_EXERCISE OBJECTIVE_: Copy each line of the following material word for word, without changing anything.

_RECORDS TO USE_:
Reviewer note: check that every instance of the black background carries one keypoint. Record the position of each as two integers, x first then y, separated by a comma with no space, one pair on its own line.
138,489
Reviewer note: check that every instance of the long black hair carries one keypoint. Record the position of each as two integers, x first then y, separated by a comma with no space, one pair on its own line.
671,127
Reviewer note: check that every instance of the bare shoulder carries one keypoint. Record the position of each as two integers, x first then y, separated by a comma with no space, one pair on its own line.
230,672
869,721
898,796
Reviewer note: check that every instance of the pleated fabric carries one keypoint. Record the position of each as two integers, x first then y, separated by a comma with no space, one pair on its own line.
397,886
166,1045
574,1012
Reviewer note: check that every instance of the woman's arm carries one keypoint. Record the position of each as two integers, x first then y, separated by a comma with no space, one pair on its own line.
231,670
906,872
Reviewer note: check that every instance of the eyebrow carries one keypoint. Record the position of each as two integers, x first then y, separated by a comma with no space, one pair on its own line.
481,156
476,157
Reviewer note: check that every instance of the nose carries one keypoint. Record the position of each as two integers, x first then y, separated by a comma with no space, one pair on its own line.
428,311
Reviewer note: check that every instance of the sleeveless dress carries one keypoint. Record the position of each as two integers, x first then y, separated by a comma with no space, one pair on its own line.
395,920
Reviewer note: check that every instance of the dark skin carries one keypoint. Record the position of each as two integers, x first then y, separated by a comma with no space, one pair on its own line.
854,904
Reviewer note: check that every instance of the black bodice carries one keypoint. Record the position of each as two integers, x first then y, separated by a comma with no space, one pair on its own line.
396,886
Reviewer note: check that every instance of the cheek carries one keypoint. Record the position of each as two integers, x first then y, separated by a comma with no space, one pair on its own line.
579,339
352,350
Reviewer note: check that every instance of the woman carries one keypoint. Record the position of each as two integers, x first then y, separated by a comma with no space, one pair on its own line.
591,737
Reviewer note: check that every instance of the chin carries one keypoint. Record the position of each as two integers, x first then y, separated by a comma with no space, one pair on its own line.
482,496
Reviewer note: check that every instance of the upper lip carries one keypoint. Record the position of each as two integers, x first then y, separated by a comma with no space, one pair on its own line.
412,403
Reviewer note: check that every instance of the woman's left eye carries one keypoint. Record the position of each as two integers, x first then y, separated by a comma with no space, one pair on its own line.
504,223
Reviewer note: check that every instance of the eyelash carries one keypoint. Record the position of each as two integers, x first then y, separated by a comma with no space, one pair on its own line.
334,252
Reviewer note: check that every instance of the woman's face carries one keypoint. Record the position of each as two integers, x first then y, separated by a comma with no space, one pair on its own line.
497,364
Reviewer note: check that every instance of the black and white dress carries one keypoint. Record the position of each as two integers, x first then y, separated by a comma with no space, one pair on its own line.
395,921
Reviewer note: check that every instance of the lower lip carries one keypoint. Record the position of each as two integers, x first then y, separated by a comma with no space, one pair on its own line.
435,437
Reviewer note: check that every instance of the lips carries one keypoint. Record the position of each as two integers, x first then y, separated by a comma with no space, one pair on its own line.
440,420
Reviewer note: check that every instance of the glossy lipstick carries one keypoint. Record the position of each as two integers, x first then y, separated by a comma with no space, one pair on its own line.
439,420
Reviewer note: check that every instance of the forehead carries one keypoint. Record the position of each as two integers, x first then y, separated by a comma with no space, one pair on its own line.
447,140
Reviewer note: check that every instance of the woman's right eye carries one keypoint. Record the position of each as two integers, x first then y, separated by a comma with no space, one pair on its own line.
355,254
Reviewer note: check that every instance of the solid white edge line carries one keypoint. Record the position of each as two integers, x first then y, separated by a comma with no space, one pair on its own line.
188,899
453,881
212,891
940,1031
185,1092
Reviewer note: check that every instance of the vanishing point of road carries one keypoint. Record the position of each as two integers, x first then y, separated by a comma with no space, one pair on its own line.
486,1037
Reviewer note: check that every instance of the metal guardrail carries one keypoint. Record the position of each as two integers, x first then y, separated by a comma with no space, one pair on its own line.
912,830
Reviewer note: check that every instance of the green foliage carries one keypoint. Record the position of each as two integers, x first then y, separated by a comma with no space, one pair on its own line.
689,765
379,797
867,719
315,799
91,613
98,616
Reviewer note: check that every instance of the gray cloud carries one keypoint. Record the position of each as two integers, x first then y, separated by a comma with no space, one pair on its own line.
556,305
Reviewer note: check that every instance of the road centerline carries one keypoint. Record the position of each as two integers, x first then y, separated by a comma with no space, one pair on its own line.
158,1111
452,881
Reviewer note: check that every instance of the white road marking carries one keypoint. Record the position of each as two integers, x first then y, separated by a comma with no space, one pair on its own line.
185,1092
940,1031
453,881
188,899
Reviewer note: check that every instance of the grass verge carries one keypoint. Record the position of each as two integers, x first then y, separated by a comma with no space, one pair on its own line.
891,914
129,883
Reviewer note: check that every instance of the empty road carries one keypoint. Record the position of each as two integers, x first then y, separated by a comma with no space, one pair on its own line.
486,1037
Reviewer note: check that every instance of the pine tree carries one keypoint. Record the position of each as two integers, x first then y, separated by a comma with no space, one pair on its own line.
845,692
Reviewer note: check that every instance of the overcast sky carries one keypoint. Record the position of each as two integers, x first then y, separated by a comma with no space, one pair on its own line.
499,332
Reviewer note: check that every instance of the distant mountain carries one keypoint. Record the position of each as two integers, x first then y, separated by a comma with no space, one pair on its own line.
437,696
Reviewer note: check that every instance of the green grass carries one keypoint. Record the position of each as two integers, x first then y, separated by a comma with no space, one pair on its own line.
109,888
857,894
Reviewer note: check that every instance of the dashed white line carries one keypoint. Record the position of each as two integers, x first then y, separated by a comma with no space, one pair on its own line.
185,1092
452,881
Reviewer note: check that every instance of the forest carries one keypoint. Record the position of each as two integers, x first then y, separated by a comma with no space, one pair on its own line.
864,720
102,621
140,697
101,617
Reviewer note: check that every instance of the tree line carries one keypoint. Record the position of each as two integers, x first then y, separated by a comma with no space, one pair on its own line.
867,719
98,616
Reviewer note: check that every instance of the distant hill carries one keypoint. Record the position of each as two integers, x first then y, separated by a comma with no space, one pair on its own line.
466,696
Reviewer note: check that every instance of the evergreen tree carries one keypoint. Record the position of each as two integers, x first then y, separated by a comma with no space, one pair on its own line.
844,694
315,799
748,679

_FULL RESPONSE_:
Reviewer note: check that every instance of the black background carries one keypoint. Record the position of each as two integers, x first then y, separated by a comma with no space, one pair on its own line.
138,489
Reviewer note: check that every instance of the long black hair carries one keypoint. Record the position of each as two integers, x first then y, separated by a comma with no space, one pair on its own line.
671,127
Reviewer note: check that every instance of the bare shoulder carries one keypoint. Record the position of each as two integers, x first then y, separated by a comma with no space, one pair on its own line.
230,672
869,721
898,796
Reviewer note: check that every instance of the pleated fabric carries one keypoint. Record the position of each as two integers, x first then y, separated by a comma with no space, one pair on its own line.
397,886
166,1045
574,1012
Reviewer note: check that every instance of the woman's arm carries one keypoint. Record the position of each as two integers, x first then y, separated by a comma with no space, one pair on its own line.
231,670
906,872
Reviewer note: check that every instance of the eyebrow carries one keypoint. Record the position of each as two integers, x first then y, separated by a comma with no space, one pair on its own line.
481,156
476,157
Reviewer note: check that every instance of the nose carries one keypoint. Record the position of each as two integers, x first then y, separated by a comma with no space, one pair on its own line.
428,311
Reviewer note: check that every instance of the sleeveless dress carries one keypoint. Record the position of each as two integers, x first then y, separated by a comma with no space, one pair on its own line.
395,920
Reviewer note: check that every instance of the dark skin carries one keypoint. Record the position of each as two integers, x first then y, separated by a comma with no space, one pair on its own line.
854,904
Reviewer note: check that every instance of the black bodice carries one keypoint. Record the position of each as two integers, x first then y, separated by a comma with no space, one pair on its own line.
396,886
Reviewer note: check that every instance of the cheek carries one keypoint. Record the position of each as two integers, x first then y, separated by a comma with no space, one pair on its own line.
579,339
352,350
Reviewer note: check that every instance of the woman carries one keypoint. Record the position of each as two integers, x first then y, separated by a comma with no space, one pair on its own line.
591,737
Reviewer note: check that every instance of the chin carries one keypoint. Record the position of each as two integers, x first then y, separated by a comma with no space, one pair on its own line.
482,496
Reviewer note: check that every instance of the upper lip carries one keypoint. Record the position of each as two integers, x first then y, separated by a comma with no space, one pair on its own line.
412,403
Reviewer note: check that every instance of the woman's left eye carries one keypoint. Record the position of each as two integers, x first then y, separated by a comma with no space, one pair on its own line.
504,223
Reviewer note: check that every instance of the eyelash carries one keypoint. Record the position of each as two integers, x first then y, separated by a comma with no space, one pair on its own line.
334,252
Reviewer note: check that every instance of the woman's face carries one keypoint. Record the position of each as two integers, x first then y, separated by a comma with no space, one pair on its own line.
497,364
Reviewer note: check that every instance of the black and white dress carries one keypoint. Record the position of each as two integers, x first then y, separated by a comma with no space, one pair on its own line.
395,921
Reviewer note: check that every instance of the lower lip carries one keypoint. Record the position of each as two integers, x first then y, separated by a comma with no space, one pair on its own line.
435,437
Reviewer note: check that every instance of the lips carries one keypoint. Record the position of each as two integers, x first then y, separated by a comma with no space, one pair on its own line.
440,420
Reviewer note: check that every instance of the glossy lipstick carries one keypoint. Record the position of each as two integers, x first then y, separated by a comma with no space, one pair on its own line.
439,420
Reviewer note: check that every instance of the forehead carries one keypoint. Record the position of each as two integers, x first then y, separated by a comma with no space, one pair on its own line.
447,140
Reviewer note: check that every instance of the woman's right eye carries one keypoint. Record the position of each as two integers, x first then y, separated by a comma with no space, one pair on its own line.
355,254
Reviewer note: check that every instance of the solid white edge line carries one keypoint. Record the position of each as two integers, x first then y, separated by a comma with no space, one pair on its own line.
188,899
453,881
212,891
940,1031
185,1092
Reviewer note: check that every instance of the vanishing point of road carries one keypoint. Record the position of each as two integers, x first then y, separated by a comma with no space, one pair on its own line.
486,1037
Reviewer note: check that every instance of the metal guardrail carries one keypoint. Record the position of each as two integers, x first then y, separated by a comma with no space, one pair on its own line.
912,830
Reviewer note: check that every instance of the green foliage carries one keypoint. Record the position of each as two integers, x first then y, separated by a comma with no space, one pair on its own line.
689,765
379,797
867,719
315,799
91,613
98,616
Reviewer note: check that every instance of the gray cloud carries one keypoint. Record the position of each as two integers, x first then y, separated by a comma with no space, one pair on its own line.
556,305
Reviewer note: check that every instance of the road centerline carries one keypoint. Record the position of each as two integers, x first then y, separated by a comma with no space, one pair on its own line.
158,1111
452,881
Reviewer note: check that every instance of the white road marking carries one keypoint. Record the position of each as two integers, x first then y, separated by a comma with no space, one pair on its own line.
185,1092
940,1031
453,881
188,899
Reviewer note: check that every instance of the grass verge carries one keypoint. Record the position of each as two integers, x first then y, separated by a comma with no space, one pair on its own line.
891,914
129,883
Reviewer note: check that every instance of the empty road carries one keypoint. Record the position of each as two integers, x first then y, separated by a comma with no space, one pair on its own line.
486,1037
Reviewer note: check that every instance of the pine tree carries one keypoint. Record the position of each as two integers, x first then y, separated by a comma with no space, one pair on its own line.
845,692
Reviewer note: check that every instance of the overcast sky carries one keypoint. Record the position of each as two integers, x first then y, separated by a comma with no space, one pair on its own line.
499,332
Reviewer note: check that every instance of the distant mountain carries one keypoint. Record the position of each as two integers, x first then y, separated by a comma with no space, one pair on its own line.
437,696
Reviewer note: check that every instance of the green grass carries one keypoint. Record the position of each as two integers, x first then y, separated by a comma with no space, one pair on its own line.
109,888
857,894
Reviewer note: check that every instance of the dashed white line carries one keypoint. Record the position of each as two integers, x first then y, separated by a comma with no space, one pair on its own line.
185,1092
452,881
Reviewer note: check that every instance of the forest carries one keypoint. Record the position of each as two integers, x first then y, separated by a comma with no space, one pair on its own line.
864,720
102,621
140,697
101,617
Reviewer note: check that every instance of the tree line carries one keypoint. Record the position of each as two integers, x first then y, separated by a comma with no space, one pair on its own line.
867,719
98,616
Reviewer note: check that every instance of the distant hill carries one keypoint. Record the position of each as two integers, x first then y, separated by a comma with no space, one pair on its own line.
466,696
Reviewer note: check that every instance of the evergreen tree carries one keypoint. Record the position of each as two integers, x first then y, separated by a comma with no space, one pair on its own line.
844,694
315,799
748,679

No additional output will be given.